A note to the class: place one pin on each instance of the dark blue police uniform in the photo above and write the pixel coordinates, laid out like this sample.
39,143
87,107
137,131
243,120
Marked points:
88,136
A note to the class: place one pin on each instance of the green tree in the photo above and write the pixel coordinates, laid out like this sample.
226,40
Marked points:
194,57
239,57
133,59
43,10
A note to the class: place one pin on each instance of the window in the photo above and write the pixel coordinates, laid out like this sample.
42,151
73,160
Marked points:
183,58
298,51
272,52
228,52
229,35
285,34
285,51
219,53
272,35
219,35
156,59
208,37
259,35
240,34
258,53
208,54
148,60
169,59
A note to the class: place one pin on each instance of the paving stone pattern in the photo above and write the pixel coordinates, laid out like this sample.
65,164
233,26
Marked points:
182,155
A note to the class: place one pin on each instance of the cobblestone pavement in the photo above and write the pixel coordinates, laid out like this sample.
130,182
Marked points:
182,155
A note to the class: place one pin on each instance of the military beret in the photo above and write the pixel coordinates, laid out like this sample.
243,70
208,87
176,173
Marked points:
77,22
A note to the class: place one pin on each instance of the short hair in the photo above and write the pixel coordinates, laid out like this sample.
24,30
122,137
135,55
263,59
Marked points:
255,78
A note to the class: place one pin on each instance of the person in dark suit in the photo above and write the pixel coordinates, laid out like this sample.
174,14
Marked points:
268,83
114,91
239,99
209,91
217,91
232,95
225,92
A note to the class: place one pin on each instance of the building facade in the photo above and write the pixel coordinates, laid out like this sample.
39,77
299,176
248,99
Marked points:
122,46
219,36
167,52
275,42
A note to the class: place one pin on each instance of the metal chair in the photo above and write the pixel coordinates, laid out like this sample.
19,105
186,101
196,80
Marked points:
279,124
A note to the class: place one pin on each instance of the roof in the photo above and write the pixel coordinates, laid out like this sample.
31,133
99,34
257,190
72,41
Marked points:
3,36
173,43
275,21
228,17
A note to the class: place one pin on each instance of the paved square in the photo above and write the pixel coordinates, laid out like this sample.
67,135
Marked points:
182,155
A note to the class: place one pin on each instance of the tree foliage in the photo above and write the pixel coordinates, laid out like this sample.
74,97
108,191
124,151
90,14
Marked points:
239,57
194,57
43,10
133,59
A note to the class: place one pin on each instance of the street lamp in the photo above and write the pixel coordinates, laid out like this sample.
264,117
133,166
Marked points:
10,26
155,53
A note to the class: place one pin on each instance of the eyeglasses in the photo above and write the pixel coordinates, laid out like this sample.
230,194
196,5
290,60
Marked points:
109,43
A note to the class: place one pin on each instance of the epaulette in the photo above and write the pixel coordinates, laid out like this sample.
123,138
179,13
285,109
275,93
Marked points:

#### [Stated problem]
Copy out the rows above with "put one dot" in place of every "place one pin", keeping all other text the same.

#### [Solution for this exercise]
A note to the class: put one dot on each instance of the dark blue police uniform in the photo above and write the pixel coordinates, laid out like this sample.
39,143
87,107
137,131
243,120
Marked points:
88,136
A note to the class: put one dot on each instance of the green tree in the photo above and write the pixel coordinates, laid out like this sample.
226,40
Marked points:
194,57
239,57
133,59
43,10
A note to the class: put one dot on each instance of the window in the photo above and write the pixel coordinates, laid out like this sample.
42,151
73,160
Marked points:
183,58
298,51
272,52
228,52
229,35
285,34
285,51
219,53
272,35
219,35
156,59
208,37
259,35
240,34
258,53
208,54
148,60
169,59
A note to the class: put one dot on each instance of the paving stone pattern in the photo above and write the pixel coordinates, laid out like this sample.
65,164
233,26
Marked points:
182,155
A note to the class: put one dot on each instance of the cobblestone pavement in the photo above and write the pixel coordinates, laid out like this sample.
130,182
Marked points:
182,155
A note to the class: put one dot on each instance of the military beret in the photo above and write the pixel coordinates, laid out like this sample.
243,70
208,87
176,173
Marked points:
77,22
A note to the class: put one dot on each instance of the short hair in the photo above and write the pixel coordinates, laid out like this sample.
24,30
122,137
135,55
263,59
Marked points:
255,78
A note to the class: put one dot on each instance of the person in dark suit in the photo above and write the pixel coordinates, laid out like this sample.
174,14
Marked points:
268,83
114,91
239,99
209,91
217,91
232,95
225,92
A note to the class: put one dot on each instance of the building facade in the photo above and write the pixel coordinates, laid out like this sample.
39,77
299,176
248,99
Marked points:
122,46
219,36
167,52
275,42
A note to the class: put one dot on each instance of the metal chair in the photo above and write the pixel coordinates, laid out like this sample.
19,105
186,101
196,80
Marked points:
279,124
A note to the class: put one dot on each instance of the roof in the photo above and write the pixel coordinates, laid out like this sample.
31,133
99,34
257,190
72,41
Marked points:
3,36
173,43
275,21
228,17
A note to the class: put one dot on each instance of the paved square in the photo above and write the pixel coordinates, laid out like this sample.
67,135
Marked points:
182,155
A note to the class: put one dot on each instance of the tree foliage in the photo above and write the pixel coordinates, laid out like this sample.
74,97
108,191
124,151
90,14
Marked points:
239,57
194,57
43,10
133,59
A note to the class: put one dot on each instance of the street lamp in the photo above and write the pixel coordinates, laid out like this sample.
264,117
133,166
Marked points:
10,26
155,53
A note to the class: put one dot on each instance of the eyeglasses in the photo above and write the pixel coordinates, laid out like this sample.
230,194
196,5
290,60
Marked points:
109,43
A note to the class: put one dot on each instance of the epaulette in the photo above and write the pixel coordinates, laid out like this sample.
123,138
179,13
285,109
275,93
Marked points:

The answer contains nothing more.